| Exercise |
Line for line, the listing below is to be transcribed exactly.

###

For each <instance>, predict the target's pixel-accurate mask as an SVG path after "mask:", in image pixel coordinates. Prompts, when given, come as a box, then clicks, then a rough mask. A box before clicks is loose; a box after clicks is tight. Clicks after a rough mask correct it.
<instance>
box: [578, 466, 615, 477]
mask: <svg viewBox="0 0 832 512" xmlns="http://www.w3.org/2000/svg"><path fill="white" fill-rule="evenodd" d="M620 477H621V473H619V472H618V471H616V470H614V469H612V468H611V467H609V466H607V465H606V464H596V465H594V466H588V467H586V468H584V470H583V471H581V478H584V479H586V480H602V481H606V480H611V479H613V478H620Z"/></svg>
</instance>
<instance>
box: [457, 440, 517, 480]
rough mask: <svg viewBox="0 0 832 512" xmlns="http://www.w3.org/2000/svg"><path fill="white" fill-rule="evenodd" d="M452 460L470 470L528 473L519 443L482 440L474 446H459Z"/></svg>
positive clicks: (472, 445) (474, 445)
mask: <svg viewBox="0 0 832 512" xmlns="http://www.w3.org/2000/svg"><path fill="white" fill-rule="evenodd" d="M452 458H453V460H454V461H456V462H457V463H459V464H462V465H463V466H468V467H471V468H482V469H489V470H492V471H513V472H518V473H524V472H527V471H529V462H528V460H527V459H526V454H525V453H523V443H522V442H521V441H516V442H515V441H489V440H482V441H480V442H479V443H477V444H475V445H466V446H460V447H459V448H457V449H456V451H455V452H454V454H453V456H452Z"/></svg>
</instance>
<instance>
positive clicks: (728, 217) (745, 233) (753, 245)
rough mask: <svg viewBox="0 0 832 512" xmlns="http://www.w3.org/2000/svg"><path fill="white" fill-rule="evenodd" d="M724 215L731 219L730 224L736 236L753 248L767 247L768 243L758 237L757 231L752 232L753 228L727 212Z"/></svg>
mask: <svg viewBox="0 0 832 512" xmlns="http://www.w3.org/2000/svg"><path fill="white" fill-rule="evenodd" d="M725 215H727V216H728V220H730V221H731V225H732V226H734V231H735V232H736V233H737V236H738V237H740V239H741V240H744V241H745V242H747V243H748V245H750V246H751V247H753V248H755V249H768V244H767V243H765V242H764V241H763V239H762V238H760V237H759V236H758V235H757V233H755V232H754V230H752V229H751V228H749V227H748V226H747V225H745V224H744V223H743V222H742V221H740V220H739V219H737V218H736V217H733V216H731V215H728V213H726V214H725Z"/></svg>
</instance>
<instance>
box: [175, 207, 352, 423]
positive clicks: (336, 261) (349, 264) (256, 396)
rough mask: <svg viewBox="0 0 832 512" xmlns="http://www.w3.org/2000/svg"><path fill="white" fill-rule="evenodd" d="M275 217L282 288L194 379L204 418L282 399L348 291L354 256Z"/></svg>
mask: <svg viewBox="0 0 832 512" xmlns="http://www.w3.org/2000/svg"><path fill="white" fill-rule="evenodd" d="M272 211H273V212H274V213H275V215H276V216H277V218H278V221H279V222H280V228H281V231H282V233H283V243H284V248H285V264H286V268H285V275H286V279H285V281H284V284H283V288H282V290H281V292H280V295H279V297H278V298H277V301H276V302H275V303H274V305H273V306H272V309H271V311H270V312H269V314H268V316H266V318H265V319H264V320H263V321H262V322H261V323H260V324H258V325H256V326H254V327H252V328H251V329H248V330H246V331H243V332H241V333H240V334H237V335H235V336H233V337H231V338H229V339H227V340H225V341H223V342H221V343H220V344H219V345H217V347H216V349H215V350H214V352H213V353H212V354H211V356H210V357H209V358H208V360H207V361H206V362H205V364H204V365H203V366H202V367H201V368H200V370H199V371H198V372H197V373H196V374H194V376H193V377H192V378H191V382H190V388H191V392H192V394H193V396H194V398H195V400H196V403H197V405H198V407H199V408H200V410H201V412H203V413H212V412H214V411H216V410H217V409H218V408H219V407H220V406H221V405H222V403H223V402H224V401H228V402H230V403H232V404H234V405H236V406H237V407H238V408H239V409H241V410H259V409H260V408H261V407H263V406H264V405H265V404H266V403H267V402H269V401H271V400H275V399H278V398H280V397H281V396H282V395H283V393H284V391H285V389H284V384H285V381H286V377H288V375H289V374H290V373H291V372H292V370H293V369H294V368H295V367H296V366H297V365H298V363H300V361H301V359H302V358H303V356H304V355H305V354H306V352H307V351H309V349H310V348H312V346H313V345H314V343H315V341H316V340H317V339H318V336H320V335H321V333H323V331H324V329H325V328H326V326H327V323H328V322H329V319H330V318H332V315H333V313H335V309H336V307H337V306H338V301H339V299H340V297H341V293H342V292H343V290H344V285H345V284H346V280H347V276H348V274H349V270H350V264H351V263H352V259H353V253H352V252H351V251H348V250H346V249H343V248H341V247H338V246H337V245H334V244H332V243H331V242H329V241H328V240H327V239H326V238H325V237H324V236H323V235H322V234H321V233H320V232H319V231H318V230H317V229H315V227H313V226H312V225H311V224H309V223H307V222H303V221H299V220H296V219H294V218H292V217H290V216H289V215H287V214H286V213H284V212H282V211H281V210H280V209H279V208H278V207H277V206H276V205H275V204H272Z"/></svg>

###

| Task response |
For each <instance>, predict the target's pixel-accurate mask as an SVG path after "mask:", in image pixel coordinates. Prompts, when given, come as a box, then clicks, then a rough mask. A box before clicks is loose; a box after clicks is tight. Clicks after a rough mask correct it.
<instance>
box: [578, 466, 615, 477]
mask: <svg viewBox="0 0 832 512" xmlns="http://www.w3.org/2000/svg"><path fill="white" fill-rule="evenodd" d="M620 477H621V473H619V472H618V471H616V470H614V469H612V468H611V467H609V466H607V465H606V464H596V465H594V466H588V467H586V468H584V470H583V471H581V478H584V479H586V480H602V481H606V480H611V479H613V478H620Z"/></svg>
</instance>
<instance>
box: [457, 440, 517, 480]
rough mask: <svg viewBox="0 0 832 512" xmlns="http://www.w3.org/2000/svg"><path fill="white" fill-rule="evenodd" d="M452 460L470 470L528 473L519 443L482 440L474 446H459Z"/></svg>
positive clicks: (472, 445) (474, 445)
mask: <svg viewBox="0 0 832 512" xmlns="http://www.w3.org/2000/svg"><path fill="white" fill-rule="evenodd" d="M452 458H453V460H454V461H456V462H457V463H459V464H462V465H463V466H468V467H471V468H482V469H489V470H492V471H513V472H518V473H524V472H527V471H529V462H528V460H527V459H526V454H525V453H523V443H522V442H521V441H516V442H515V441H489V440H482V441H480V442H479V443H477V444H475V445H466V446H460V447H459V448H457V449H456V451H455V452H454V454H453V456H452Z"/></svg>
</instance>
<instance>
positive clicks: (728, 217) (745, 233) (753, 245)
rough mask: <svg viewBox="0 0 832 512" xmlns="http://www.w3.org/2000/svg"><path fill="white" fill-rule="evenodd" d="M724 215L731 219L730 224L736 236L753 248L767 247L768 243L758 237L757 231L752 232L753 228L727 212Z"/></svg>
mask: <svg viewBox="0 0 832 512" xmlns="http://www.w3.org/2000/svg"><path fill="white" fill-rule="evenodd" d="M725 215H727V216H728V220H730V221H731V225H732V226H734V231H735V232H736V233H737V236H738V237H740V239H741V240H744V241H745V242H747V243H748V245H750V246H751V247H753V248H755V249H768V244H767V243H765V242H764V241H763V239H762V238H760V237H759V236H758V235H757V233H755V232H754V230H752V229H751V228H749V227H748V226H747V225H745V224H744V223H743V222H742V221H740V220H739V219H737V218H736V217H733V216H731V215H728V213H726V214H725Z"/></svg>
</instance>
<instance>
box: [175, 207, 352, 423]
positive clicks: (336, 261) (349, 264) (256, 396)
rough mask: <svg viewBox="0 0 832 512" xmlns="http://www.w3.org/2000/svg"><path fill="white" fill-rule="evenodd" d="M275 217L282 288L194 379L204 418L282 399L348 291L354 256Z"/></svg>
mask: <svg viewBox="0 0 832 512" xmlns="http://www.w3.org/2000/svg"><path fill="white" fill-rule="evenodd" d="M272 211H273V212H274V213H275V215H276V216H277V218H278V221H279V222H280V228H281V231H282V233H283V243H284V248H285V264H286V268H285V275H286V279H285V281H284V284H283V288H282V290H281V292H280V295H279V297H278V298H277V301H276V302H275V303H274V305H273V306H272V309H271V311H270V312H269V314H268V316H266V318H265V319H264V320H263V321H262V322H261V323H260V324H258V325H256V326H254V327H252V328H251V329H248V330H246V331H243V332H241V333H240V334H237V335H235V336H233V337H231V338H229V339H227V340H225V341H223V342H221V343H220V344H219V345H217V347H216V349H215V350H214V352H213V353H212V354H211V356H210V357H209V358H208V360H207V361H206V362H205V364H204V365H203V366H202V367H201V368H200V370H199V371H198V372H197V373H196V374H194V376H193V377H192V378H191V382H190V388H191V392H192V394H193V396H194V398H195V400H196V403H197V405H198V407H199V408H200V410H201V412H203V413H212V412H214V411H216V410H217V409H218V408H219V407H220V406H221V405H222V403H223V402H224V401H228V402H230V403H232V404H234V405H236V406H237V407H238V408H239V409H241V410H259V409H260V408H261V407H263V406H264V405H265V404H266V403H267V402H269V401H271V400H275V399H278V398H280V397H281V396H282V395H283V393H284V391H285V389H284V384H285V381H286V377H288V375H289V374H290V373H291V372H292V370H293V369H294V368H295V367H296V366H297V365H298V363H300V361H301V359H302V358H303V356H304V355H305V354H306V352H307V351H309V349H310V348H312V346H313V345H314V343H315V341H316V340H317V339H318V336H320V335H321V333H323V331H324V329H325V328H326V326H327V323H328V322H329V319H330V318H332V315H333V313H335V309H336V307H337V306H338V301H339V299H340V297H341V293H342V292H343V290H344V285H345V284H346V280H347V276H348V274H349V270H350V264H351V263H352V259H353V253H352V252H351V251H348V250H346V249H343V248H341V247H338V246H337V245H334V244H332V243H331V242H329V241H328V240H327V239H326V238H325V237H324V236H323V235H322V234H321V233H320V232H319V231H318V230H317V229H315V227H313V226H312V225H311V224H309V223H307V222H303V221H299V220H296V219H294V218H292V217H290V216H289V215H287V214H286V213H284V212H282V211H281V210H280V209H279V208H278V207H277V206H276V205H275V204H272Z"/></svg>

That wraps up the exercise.